• _Objective_
Please write out all of the entries below, reproducing every line word for word with nothing changed.

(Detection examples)
>> START
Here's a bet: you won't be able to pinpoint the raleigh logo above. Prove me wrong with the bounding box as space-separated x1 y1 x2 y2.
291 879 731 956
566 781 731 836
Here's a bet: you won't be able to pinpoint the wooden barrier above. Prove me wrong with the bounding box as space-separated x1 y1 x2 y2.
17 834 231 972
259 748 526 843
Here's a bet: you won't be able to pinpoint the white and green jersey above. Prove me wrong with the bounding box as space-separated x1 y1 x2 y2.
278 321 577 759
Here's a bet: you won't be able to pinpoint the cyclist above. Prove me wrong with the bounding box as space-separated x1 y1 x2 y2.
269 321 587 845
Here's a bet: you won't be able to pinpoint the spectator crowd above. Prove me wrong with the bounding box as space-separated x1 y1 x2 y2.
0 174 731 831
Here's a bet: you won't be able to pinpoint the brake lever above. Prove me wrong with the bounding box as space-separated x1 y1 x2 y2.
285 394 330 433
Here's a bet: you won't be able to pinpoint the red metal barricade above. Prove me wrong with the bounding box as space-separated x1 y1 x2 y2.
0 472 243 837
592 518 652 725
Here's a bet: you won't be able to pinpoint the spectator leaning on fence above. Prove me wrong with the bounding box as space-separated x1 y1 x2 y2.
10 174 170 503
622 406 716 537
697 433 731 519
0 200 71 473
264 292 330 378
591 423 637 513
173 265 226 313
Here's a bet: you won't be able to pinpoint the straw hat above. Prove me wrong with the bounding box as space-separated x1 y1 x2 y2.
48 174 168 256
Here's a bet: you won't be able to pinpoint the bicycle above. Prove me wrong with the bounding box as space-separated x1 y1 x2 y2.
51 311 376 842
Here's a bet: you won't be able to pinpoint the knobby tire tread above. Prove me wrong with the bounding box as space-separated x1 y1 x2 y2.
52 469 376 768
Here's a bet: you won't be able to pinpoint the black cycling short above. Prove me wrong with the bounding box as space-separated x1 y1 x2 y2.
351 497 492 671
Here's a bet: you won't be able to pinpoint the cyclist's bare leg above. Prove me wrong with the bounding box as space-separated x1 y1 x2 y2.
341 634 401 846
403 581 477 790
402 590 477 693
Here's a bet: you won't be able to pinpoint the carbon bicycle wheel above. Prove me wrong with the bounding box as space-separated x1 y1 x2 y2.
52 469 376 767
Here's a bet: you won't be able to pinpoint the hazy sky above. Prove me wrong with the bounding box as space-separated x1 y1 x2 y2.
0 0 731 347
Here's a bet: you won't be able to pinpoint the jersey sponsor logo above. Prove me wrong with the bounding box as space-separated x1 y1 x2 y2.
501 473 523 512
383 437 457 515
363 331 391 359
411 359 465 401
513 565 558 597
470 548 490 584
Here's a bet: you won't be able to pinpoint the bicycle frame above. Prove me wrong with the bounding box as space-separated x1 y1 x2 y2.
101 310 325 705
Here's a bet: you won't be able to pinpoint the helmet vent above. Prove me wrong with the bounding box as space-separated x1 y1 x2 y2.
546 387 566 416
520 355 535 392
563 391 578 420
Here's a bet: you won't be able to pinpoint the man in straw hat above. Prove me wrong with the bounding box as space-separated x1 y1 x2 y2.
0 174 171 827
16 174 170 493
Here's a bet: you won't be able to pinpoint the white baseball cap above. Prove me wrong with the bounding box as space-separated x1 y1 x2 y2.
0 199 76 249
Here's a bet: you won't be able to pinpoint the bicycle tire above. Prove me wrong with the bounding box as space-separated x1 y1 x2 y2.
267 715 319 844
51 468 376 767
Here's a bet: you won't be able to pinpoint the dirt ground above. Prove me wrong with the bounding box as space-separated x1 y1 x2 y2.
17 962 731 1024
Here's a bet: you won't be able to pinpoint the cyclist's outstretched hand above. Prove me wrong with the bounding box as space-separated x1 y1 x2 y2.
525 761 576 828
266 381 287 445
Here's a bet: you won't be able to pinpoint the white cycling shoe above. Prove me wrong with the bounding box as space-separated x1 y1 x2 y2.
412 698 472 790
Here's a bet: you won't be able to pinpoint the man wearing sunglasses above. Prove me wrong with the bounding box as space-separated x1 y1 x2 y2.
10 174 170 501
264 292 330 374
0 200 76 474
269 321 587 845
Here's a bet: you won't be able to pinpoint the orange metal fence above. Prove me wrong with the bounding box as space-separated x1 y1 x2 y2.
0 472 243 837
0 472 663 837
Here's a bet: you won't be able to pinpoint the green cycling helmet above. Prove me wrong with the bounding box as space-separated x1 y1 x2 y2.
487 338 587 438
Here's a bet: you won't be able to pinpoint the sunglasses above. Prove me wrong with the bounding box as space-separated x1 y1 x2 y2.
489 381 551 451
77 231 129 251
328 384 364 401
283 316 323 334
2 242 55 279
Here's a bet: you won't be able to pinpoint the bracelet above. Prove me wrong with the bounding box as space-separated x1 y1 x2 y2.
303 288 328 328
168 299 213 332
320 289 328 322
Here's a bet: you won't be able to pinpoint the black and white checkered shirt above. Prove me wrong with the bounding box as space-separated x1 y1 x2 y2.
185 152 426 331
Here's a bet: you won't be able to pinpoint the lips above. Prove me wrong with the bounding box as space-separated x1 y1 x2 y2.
>> END
• _Correct output_
Here's a bet: you won't be able to pinpoint the raleigh logo above. Prove me wrong with the bounding box as space-separated x1 y1 x2 y2.
291 879 731 956
566 781 731 836
Here's a bet: you won't be able to pinpoint the wooden barrier above. Prove me wrong with the bounding box as space-separated x1 y1 x2 y2.
17 834 231 972
259 748 526 843
Here's a bet: you won't be able to pinpoint the white and green jersey above. Prove me wrong with the bounding box as space-separated x1 y1 x2 y2.
278 321 577 759
Here's a bet: you won't be able to pinpoint the cyclist above. Prove me wrong with the bounding box as space-separated x1 y1 x2 y2.
269 321 587 845
Here's a bet: you won't be able to pinpoint the spectator crowd above. Prove me wrong with the bounding box as space-separated x1 y1 x2 y2.
0 174 731 831
Here's a bet: you won't be able to pinpoint the brake lever above. Prove me wrong with the bounding box as space-separated x1 y1 x2 y2.
285 394 330 433
Here's a bet: you won't be able to pinpoint the red metal barricade above. Prove me wrong with the bounding box as space-separated x1 y1 x2 y2.
0 472 243 837
592 518 652 725
Here's a bet: you won't be able to pinpoint the spectator leaning on fence above. Prove me wrong with the bounding box as space-separated x1 y1 x2 y2.
10 174 170 503
622 406 716 537
697 433 731 519
0 200 71 473
264 292 330 378
591 423 637 513
173 265 226 313
Here's a bet: you won't be able to pinpoint the straw hat above. Prove me wrong with the bounding box as space-separated x1 y1 x2 y2.
48 174 168 256
Here's a bet: you won't be able to pinpoint the bicycle above. Prove me wrong with the bounding box as space-separated x1 y1 x2 y2.
51 311 376 842
Here's a bet: you won't be able to pinpoint the knobby tire tread above. Prove me wrong with the bounding box as space-separated x1 y1 x2 y2.
52 469 376 768
Here's a bet: you won't be able to pinpoint the black cycling short above. Prove me wrong with the bounding box as space-separated x1 y1 x2 y2.
351 497 492 671
Here's a bet: you won't be able to pinpoint the cyclist's bare leg above. Prove me wrong with the bounding box as space-separated x1 y1 x2 y2.
341 634 401 846
403 581 477 790
402 590 477 693
Here's a bet: you won't be able to pinpoint the carbon bicycle wheel above. Prove me wrong with the bounding box as space-separated x1 y1 x2 y2.
52 469 376 767
Here's a bet: you won't be able to pinpoint the hazy sky above. Prove me wrong with the bounding box as space-separated x1 y1 x2 y2.
0 0 731 347
Here's a bet: you won't be able to pinpoint the jersey sponsor logo above. Prove me wrong with the bounding box as space-separated x1 y1 x2 y2.
501 473 523 512
383 437 457 515
363 331 391 359
411 359 465 401
513 565 558 597
470 548 490 584
Here's a bet: you won't be able to pinpoint the bicycle frame above. Prove me wrong with the bounding box as space-separated x1 y1 x2 y2.
101 310 325 705
Here's a bet: you won't be able to pinpoint the helmet vent above. Prove me wrong with the bounding box as space-separated x1 y1 x2 y2.
546 387 566 416
520 355 535 392
563 391 578 420
Here's a bet: you won't be able to pinpoint the man in straw hat above. Prove me wrong with the bounding box as space-separated x1 y1 x2 y2.
0 174 171 827
16 174 170 493
Here's a bet: you won't be able to pinpoint the white baseball cap above. Prove me wrong with the bounding box as space-separated x1 y1 x2 y2.
0 199 76 249
Here's a bet: you won't be able to pinpoint the bicycle tire above. Prove me wrong with the bounding box as space-separated x1 y1 x2 y2.
267 715 319 844
51 468 376 767
Here's a bet: you won't be able to pinpoint the dirt ground above. Prove me wrong with the bounding box as space-separated x1 y1 x2 y2.
17 962 731 1024
Here's a bet: you won't be able to pinpoint the cyclist's outstretched hand above. Prove me wrong with the bounding box as space-separated x1 y1 x2 y2.
525 761 576 828
266 381 287 445
Here's a bet: you won't be able to pinpoint the white cycling shoe above. Prove me wrong with the bounding box as space-separated x1 y1 x2 y2.
412 698 472 790
Here's a bet: you won't be able to pinpoint the man wearing sunglasses above. Prove me wrong with the bounding box as space-separated x1 y1 x2 y2.
10 174 170 501
264 292 330 374
0 200 76 474
269 321 587 845
Here's a bet: you won't be able to pinpoint the orange metal fence above. Prove me wrong with the bounding box as space-separated x1 y1 x2 y2.
0 472 243 837
0 472 663 837
Here's a bet: you won't be able to pinpoint the green cycling helmet above. Prove me wrong with the bounding box as space-separated x1 y1 x2 y2.
487 338 587 438
Here's a bet: you won't be able to pinpoint the sunglasses above. Prove me wrong with the bounding box as space-separated x1 y1 x2 y2.
489 381 551 451
77 231 129 251
328 384 364 401
283 316 323 334
2 242 55 279
Here's a bet: you won't be able to pinpoint the bracelet above. Prove me wrong with the bounding box as space-separated x1 y1 x2 y2.
303 288 328 328
168 299 213 332
320 289 328 322
Here's a bet: you won't be able to pinpoint the black and white checkered shirt above. Prove me wrong with the bounding box as space-separated x1 y1 x2 y2.
185 152 426 331
Here's a bet: you won't be able to pinpoint the lips above. Prove me wrong with the bounding box as space-separated x1 y1 x2 y2.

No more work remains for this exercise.